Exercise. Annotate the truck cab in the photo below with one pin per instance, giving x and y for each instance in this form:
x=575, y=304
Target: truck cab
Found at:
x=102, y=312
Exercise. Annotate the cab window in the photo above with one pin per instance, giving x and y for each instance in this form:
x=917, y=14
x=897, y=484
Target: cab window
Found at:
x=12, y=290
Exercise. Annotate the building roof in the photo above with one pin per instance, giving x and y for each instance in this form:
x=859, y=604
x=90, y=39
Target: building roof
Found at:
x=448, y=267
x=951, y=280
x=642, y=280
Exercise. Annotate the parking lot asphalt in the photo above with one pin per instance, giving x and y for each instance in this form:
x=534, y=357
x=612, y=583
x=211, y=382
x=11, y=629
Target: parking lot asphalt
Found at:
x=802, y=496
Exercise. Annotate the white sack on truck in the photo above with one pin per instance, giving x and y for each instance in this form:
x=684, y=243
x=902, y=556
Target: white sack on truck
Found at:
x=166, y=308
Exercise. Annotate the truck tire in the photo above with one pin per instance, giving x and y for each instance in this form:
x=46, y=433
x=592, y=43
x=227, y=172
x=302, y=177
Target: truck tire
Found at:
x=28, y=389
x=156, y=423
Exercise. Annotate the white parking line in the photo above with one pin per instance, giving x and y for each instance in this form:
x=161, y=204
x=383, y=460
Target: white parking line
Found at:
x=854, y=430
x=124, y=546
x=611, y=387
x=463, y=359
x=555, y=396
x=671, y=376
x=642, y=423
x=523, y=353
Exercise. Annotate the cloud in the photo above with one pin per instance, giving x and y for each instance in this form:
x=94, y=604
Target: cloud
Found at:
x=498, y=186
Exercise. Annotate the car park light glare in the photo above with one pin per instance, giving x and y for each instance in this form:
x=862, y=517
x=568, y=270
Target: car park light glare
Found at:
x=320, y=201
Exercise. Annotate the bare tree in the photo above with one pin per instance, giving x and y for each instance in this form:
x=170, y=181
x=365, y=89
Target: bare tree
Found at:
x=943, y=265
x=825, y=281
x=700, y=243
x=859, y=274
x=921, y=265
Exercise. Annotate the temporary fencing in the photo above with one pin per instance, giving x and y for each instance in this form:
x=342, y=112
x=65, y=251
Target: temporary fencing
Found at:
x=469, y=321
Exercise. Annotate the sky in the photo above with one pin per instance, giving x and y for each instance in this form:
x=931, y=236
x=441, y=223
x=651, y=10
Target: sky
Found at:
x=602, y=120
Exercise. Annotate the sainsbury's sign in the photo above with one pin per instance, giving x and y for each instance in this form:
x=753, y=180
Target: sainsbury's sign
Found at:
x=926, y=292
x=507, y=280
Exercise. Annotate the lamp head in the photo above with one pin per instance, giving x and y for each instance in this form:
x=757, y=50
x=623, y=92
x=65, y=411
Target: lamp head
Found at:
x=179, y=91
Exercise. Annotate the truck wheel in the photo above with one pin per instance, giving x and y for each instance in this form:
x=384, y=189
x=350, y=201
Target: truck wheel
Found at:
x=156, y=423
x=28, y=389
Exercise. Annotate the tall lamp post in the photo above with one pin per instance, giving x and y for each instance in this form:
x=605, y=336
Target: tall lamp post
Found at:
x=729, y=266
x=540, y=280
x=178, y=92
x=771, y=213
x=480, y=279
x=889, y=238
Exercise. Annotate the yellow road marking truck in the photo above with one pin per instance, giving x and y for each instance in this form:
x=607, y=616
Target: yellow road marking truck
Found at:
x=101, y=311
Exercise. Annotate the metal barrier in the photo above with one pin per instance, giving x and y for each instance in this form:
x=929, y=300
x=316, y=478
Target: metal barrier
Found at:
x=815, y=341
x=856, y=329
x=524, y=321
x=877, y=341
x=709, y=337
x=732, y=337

* _EXERCISE DESCRIPTION_
Convert the lines of the records, from the line with "Exercise. Annotate the metal" to the line with "x=709, y=337", into a Markdown table with the columns Row and Line, leaving out any blank lines.

* _SOLUTION TO THE EXERCISE_
| Row | Line |
|---|---|
| 1 | Exercise. Annotate the metal barrier in the photo above with one pin per instance, giving x and y for each instance in this form: |
| 2 | x=929, y=300 |
| 3 | x=316, y=478 |
| 4 | Target: metal barrier |
| 5 | Found at: |
| 6 | x=815, y=341 |
| 7 | x=856, y=329 |
| 8 | x=524, y=321 |
| 9 | x=877, y=341 |
| 10 | x=709, y=337 |